- _EXERCISE_
Say whether each statement agrees with the forum thread on large signatures. Answer yes or no for each, and quote the words of the thread that decide it. (a) Chris says he will edit large signatures in the meantime. (b) darren says he keeps signatures turned on. (c) Chris gives the allowed signature size as a set number of lines.

# Those of you with large signatures



## Chris

Please tone them down. I will be at-will ninja-editing them in the meantime.


----------



## Leon

everytime i hobble over to the HC forums and the BoogieBoard, that's all i see... mega signatures. most of them seem to be just a place where people either spam things they're selling or showing off their gear. it's rather nice to see just forum content here instead of all that garbage!


----------



## Chris

Leon's sig size = 

Regor's sig size = On the ol' choppin' block.


----------



## bostjan

Better?


----------



## darren

I have sigs turned off for that very reason. People just put too much junk in them. Leave it in your profile where it's optional, instead of polluting every thread you post in with excess noise.


----------



## Regor

Chris said:


> Leon's sig size =
> 
> Regor's sig size = On the ol' choppin' block.



What is the 'allowed' size?


----------



## D-EJ915

I just put my guitars in mine, and the tuning...and the fact that I <3 anime, lol.


----------



## Chris

Regor said:


> What is the 'allowed' size?



Small and presentable.

- _GIVEN ENTRIES_
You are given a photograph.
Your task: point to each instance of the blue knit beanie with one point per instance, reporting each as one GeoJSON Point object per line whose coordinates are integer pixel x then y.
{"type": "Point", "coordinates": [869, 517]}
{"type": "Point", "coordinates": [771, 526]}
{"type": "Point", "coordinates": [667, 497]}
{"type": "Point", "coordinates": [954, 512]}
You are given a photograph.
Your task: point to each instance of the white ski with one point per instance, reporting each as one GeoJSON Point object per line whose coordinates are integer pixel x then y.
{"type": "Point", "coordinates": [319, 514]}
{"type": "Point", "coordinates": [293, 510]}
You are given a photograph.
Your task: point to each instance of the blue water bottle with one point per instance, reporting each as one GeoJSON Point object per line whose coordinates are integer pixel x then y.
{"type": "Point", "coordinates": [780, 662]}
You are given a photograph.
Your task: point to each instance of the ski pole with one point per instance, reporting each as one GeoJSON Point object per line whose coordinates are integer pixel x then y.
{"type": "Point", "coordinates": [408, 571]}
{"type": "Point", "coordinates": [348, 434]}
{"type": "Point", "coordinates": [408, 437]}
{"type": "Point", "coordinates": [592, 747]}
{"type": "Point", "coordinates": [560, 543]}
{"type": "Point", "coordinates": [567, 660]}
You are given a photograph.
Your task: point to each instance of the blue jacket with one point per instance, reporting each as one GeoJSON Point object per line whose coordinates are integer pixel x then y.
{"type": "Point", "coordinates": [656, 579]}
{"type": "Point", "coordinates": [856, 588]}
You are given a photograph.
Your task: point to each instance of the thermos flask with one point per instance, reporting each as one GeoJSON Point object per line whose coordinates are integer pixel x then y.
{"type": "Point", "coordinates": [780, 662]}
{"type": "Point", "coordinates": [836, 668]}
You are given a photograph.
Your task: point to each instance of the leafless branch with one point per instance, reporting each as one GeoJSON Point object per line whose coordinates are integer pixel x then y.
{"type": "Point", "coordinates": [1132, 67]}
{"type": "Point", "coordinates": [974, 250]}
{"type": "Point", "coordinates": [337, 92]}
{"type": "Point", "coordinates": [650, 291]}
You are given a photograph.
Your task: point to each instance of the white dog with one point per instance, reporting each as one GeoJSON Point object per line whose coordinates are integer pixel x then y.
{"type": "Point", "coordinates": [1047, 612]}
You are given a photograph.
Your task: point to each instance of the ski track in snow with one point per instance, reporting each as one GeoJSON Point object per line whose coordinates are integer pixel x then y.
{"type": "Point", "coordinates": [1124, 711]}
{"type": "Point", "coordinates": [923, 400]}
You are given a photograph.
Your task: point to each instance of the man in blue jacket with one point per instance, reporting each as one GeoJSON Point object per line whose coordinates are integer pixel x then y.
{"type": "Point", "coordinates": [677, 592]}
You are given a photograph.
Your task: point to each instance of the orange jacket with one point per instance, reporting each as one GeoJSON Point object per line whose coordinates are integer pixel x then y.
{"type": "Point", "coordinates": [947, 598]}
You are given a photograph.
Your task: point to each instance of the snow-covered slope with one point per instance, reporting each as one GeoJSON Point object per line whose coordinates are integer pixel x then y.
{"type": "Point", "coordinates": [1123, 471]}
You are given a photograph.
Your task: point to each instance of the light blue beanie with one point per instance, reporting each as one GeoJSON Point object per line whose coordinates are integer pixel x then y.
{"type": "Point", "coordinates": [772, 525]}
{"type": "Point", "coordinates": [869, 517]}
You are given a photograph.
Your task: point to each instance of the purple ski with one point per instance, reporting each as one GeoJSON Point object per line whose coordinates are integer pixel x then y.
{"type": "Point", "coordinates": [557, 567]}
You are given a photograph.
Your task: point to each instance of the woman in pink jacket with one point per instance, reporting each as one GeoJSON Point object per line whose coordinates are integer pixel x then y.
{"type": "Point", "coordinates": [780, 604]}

- _RESPONSE BELOW_
(a) Yes: "I will be at-will ninja-editing them in the meantime."
(b) No: "I have sigs turned off for that very reason."
(c) No: "Small and presentable."